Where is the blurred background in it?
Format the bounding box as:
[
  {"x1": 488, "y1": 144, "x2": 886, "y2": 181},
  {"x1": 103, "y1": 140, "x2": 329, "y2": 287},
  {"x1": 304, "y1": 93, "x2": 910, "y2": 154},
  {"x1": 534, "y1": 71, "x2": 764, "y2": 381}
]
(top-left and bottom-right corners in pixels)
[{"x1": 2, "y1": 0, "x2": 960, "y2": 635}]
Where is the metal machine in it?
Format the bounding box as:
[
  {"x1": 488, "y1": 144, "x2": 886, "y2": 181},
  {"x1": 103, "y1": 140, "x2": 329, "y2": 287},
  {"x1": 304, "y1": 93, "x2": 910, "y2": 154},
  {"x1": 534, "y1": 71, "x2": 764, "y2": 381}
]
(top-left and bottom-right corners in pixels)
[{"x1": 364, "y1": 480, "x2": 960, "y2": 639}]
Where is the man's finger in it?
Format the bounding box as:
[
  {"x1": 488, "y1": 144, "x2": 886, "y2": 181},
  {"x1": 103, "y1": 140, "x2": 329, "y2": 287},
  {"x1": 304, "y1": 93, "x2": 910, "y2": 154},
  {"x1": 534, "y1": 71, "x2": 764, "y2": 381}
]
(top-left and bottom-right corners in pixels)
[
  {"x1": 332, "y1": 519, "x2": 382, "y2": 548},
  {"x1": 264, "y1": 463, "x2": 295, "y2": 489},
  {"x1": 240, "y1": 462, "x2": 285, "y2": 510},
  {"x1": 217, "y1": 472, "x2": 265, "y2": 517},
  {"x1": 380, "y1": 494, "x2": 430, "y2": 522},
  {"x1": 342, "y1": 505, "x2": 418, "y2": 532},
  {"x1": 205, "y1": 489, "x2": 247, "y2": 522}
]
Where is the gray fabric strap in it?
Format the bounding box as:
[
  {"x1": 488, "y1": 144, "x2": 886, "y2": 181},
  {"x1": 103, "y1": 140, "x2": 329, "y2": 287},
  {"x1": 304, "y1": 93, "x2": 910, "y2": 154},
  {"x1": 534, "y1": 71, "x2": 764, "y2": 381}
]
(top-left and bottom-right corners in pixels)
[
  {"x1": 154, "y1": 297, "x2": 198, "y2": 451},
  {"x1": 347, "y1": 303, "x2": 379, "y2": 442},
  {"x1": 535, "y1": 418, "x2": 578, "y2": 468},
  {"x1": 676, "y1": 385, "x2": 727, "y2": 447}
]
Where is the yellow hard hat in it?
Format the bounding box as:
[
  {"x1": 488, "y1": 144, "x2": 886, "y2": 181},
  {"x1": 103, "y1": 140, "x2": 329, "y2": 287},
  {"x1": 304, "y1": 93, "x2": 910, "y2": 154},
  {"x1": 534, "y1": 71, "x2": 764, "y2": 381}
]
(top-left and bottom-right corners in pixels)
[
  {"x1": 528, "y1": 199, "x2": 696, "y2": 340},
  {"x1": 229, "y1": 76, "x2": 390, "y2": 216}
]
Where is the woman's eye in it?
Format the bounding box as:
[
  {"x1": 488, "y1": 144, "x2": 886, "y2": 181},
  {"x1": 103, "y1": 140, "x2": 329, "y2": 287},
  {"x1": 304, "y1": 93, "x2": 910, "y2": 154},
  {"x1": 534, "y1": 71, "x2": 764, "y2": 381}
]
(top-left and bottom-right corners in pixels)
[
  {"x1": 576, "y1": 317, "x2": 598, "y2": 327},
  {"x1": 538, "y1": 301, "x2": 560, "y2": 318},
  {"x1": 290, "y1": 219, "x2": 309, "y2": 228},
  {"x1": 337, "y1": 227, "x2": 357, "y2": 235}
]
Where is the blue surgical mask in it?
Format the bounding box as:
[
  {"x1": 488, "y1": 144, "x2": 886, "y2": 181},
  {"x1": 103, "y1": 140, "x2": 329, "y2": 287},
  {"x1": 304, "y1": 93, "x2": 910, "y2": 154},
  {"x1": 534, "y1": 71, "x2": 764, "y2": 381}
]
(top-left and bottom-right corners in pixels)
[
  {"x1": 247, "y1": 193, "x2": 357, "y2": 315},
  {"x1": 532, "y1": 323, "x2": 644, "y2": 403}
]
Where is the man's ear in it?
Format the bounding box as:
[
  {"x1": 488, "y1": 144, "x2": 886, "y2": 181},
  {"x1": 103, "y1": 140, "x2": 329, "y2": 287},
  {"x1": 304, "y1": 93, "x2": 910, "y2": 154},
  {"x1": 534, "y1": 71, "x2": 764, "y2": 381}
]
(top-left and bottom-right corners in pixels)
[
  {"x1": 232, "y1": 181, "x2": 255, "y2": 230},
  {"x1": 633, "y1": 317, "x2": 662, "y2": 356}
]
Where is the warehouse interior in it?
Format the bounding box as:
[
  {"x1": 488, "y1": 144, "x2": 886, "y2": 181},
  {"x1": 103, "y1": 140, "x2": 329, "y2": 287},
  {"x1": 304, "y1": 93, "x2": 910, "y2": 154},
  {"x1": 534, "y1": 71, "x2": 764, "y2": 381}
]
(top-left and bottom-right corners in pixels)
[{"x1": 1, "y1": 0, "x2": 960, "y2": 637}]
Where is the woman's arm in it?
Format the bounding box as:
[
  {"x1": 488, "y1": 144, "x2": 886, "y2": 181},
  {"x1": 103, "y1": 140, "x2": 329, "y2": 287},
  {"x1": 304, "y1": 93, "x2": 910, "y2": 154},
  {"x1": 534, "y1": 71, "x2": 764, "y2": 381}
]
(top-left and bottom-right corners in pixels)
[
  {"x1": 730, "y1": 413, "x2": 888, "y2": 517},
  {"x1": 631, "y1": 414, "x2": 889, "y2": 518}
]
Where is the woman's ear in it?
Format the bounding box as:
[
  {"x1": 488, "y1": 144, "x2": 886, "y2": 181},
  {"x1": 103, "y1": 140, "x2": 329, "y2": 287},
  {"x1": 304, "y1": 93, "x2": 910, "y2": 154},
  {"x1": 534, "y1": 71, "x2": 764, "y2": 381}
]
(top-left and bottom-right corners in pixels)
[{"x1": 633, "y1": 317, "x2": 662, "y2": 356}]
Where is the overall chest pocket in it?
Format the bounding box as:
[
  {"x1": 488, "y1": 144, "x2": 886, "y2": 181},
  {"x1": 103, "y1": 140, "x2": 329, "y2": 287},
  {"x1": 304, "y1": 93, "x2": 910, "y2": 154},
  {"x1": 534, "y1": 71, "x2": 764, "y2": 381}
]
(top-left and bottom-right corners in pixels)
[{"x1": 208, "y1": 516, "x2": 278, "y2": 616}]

******************************

Lines from the records above that hold "Where" are the ones to list.

Where is the blurred background in it?
Where is the metal machine in it?
Where is the man's finger in it?
Where is the gray fabric strap in it?
Where is the yellow hard hat in it?
Where is the woman's eye in it?
Where is the blue surgical mask in it?
Where is the man's ear in it?
Where is the warehouse interior in it?
Where is the woman's arm in it?
Where is the woman's ear in it?
Where is the overall chest pocket in it?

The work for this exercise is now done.